» **TÂCHES À RÉALISER**
A. Dans l'extrait, relevez toutes les catégories de personnes qui composent les deux comités de sélection mis en place par la ville de Suresnes.
B. Recopiez mot pour mot le passage de l'extrait qui commence par les mots « Même les délais » et se termine par les mots « nationale et municipale. ».

» **EXTRAIT À LIRE**

⟨

Plus grave encore, selon le site de la mairie, les justificatifs de la candidature à la bourse doivent être envoyés « à l’attention de Monsieur le Maire », ce qui atteste d’un processus de sélection capté par le maire et son entourage, sur des critères de toute évidence très personnels.
Même les délais et les éléments budgétaires de ce dispositif sont tenus dans une opacité épaisse. Initiée en 2010, la bourse ne fonctionne pas à un rythme annuel. Quant au coût et au bilan de ce dispositif, aucun élément n’est communiqué par la municipalité. Même le nombre précis de bénéficiaires et leurs situations sont tenus confidentiels.
D’autres municipalités, plus sérieuses et honnêtes dans leur gestion, ont mis en place des procédures strictes. C’est le cas de la ville de Suresnes qui avait préfiguré ce dispositif, opère une double sélection, d’abord par un comité technique indépendant composé d’acteurs associatifs et de services municipaux dédiés à la jeunesse, ensuite par un comité de suivi et de décision composé d’élus de la majorité et de l’opposition, et de représentants de la municipalité et des polices nationale et municipale.
Le détournement d’un dispositif social
L’attribution selon le bon plaisir du maire est véritable trahison des principes édictés par la charte de l’AMF et du ministère des transports en 2007, puisque la bourse doit s’adresser aux jeunes « qui ne disposent pas de ressources personnelles ou familiales suffisantes pour passer le permis de conduire ». Les communes ayant adopté la bourse au permis en ont ainsi clairement placé l’obtention sous conditions de ressources.
Or cette difficulté de financement n’est absolument pas mentionnée parmi les conditions à l’obtention de la bourse à Épinay-sur-Seine, la mairie insistant au contraire sur la communication de justificatifs de situation scolaire ou professionnelle. En d’autres termes, les personnes qui ont le plus besoin de ce dispositif, les jeunes à la recherche d’un emploi notamment, en sont tacitement exclus.

⟩

» **DONNÉES FOURNIES**

⟨

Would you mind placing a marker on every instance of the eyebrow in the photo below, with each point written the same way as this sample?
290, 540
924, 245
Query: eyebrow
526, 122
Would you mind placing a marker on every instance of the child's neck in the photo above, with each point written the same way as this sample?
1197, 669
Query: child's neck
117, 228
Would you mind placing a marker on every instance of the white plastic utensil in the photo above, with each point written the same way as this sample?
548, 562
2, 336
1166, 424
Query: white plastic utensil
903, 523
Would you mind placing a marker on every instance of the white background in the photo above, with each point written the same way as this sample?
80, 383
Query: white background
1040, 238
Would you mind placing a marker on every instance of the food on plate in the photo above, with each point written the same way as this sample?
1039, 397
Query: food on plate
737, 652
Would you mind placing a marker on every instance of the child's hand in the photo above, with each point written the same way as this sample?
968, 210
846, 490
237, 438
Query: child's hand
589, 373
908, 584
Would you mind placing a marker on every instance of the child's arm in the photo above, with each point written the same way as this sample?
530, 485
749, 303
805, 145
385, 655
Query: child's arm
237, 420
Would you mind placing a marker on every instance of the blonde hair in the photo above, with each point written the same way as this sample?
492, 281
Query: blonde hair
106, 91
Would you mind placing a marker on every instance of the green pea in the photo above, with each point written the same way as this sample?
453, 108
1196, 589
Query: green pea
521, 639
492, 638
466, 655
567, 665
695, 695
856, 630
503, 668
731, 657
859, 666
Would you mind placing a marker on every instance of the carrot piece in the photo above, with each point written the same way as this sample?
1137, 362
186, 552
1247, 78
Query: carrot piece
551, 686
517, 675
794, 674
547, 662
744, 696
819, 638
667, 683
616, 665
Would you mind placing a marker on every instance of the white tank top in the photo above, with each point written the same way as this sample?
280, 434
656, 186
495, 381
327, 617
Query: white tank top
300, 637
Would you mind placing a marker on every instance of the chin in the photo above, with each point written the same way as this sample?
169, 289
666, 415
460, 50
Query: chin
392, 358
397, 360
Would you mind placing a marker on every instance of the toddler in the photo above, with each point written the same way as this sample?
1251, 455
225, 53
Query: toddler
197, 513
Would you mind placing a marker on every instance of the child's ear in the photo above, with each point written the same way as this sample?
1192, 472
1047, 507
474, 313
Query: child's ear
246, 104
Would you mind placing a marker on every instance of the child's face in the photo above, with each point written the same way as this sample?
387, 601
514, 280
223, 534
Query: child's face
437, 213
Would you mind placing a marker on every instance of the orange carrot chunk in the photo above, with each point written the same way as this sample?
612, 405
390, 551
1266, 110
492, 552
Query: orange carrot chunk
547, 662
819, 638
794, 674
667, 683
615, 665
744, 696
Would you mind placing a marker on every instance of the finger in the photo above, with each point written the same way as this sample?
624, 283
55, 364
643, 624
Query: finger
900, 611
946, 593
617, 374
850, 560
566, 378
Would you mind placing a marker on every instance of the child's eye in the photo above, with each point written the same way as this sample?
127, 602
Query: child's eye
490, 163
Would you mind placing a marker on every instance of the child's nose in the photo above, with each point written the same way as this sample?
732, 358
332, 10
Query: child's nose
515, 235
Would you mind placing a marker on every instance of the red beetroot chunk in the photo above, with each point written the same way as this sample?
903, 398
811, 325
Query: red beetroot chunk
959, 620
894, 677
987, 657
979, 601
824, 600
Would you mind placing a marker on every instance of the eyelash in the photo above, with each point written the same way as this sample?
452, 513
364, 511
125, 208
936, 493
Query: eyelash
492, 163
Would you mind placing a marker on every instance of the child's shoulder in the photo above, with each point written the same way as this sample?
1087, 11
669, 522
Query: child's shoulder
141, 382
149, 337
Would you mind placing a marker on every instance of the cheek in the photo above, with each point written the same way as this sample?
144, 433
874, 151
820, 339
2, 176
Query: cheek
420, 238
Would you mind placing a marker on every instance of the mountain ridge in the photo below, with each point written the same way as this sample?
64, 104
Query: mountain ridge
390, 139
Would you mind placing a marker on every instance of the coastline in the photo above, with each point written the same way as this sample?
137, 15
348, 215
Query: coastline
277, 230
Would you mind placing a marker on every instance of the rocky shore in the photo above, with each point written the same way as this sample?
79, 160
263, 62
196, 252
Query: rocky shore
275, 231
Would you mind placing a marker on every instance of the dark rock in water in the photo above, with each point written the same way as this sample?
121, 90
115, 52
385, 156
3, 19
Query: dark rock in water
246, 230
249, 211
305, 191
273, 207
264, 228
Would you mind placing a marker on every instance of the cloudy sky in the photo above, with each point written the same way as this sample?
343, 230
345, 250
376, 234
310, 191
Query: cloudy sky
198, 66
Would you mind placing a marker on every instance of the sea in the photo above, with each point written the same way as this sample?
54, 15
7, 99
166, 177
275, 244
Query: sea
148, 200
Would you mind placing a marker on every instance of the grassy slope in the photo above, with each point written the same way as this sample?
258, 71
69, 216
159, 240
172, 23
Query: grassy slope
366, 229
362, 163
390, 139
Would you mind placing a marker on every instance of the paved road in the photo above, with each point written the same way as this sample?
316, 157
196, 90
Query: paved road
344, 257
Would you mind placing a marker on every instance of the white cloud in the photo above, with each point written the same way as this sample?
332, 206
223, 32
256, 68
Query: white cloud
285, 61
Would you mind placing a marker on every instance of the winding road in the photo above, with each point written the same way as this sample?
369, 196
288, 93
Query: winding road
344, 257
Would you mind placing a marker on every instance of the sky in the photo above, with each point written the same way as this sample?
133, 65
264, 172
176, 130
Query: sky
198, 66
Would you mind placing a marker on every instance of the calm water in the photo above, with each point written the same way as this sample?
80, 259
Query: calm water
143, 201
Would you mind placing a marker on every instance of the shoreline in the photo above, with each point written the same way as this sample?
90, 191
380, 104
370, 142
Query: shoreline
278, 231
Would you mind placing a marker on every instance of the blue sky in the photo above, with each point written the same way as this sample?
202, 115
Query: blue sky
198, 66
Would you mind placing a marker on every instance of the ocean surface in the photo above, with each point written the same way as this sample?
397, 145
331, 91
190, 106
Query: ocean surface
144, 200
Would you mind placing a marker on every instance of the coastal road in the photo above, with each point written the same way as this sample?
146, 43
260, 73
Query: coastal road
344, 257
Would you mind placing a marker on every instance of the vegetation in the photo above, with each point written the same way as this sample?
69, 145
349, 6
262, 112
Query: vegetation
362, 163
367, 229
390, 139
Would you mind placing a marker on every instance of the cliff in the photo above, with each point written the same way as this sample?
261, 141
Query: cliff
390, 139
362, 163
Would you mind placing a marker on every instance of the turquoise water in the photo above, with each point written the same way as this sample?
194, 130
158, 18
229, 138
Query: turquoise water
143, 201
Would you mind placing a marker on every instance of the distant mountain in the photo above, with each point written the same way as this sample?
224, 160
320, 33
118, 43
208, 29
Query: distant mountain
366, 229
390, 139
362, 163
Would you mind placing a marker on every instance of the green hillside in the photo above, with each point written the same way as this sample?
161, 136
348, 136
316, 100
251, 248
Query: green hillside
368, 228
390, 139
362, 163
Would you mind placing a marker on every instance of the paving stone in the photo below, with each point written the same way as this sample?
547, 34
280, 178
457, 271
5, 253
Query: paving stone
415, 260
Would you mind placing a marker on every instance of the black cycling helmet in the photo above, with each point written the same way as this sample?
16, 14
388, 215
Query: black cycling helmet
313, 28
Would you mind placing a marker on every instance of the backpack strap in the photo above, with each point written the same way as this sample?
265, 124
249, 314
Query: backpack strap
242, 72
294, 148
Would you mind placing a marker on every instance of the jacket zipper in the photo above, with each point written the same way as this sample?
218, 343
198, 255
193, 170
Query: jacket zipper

⟩

» **RÉPONSES AUX TÂCHES**
A.
- acteurs associatifs
- services municipaux dédiés à la jeunesse
- élus de la majorité
- élus de l'opposition
- représentants de la municipalité
- représentants de la police nationale
- représentants de la police municipale

B.
Même les délais et les éléments budgétaires de ce dispositif sont tenus dans une opacité épaisse. Initiée en 2010, la bourse ne fonctionne pas à un rythme annuel. Quant au coût et au bilan de ce dispositif, aucun élément n’est communiqué par la municipalité. Même le nombre précis de bénéficiaires et leurs situations sont tenus confidentiels.
D’autres municipalités, plus sérieuses et honnêtes dans leur gestion, ont mis en place des procédures strictes. C’est le cas de la ville de Suresnes qui avait préfiguré ce dispositif, opère une double sélection, d’abord par un comité technique indépendant composé d’acteurs associatifs et de services municipaux dédiés à la jeunesse, ensuite par un comité de suivi et de décision composé d’élus de la majorité et de l’opposition, et de représentants de la municipalité et des polices nationale et municipale.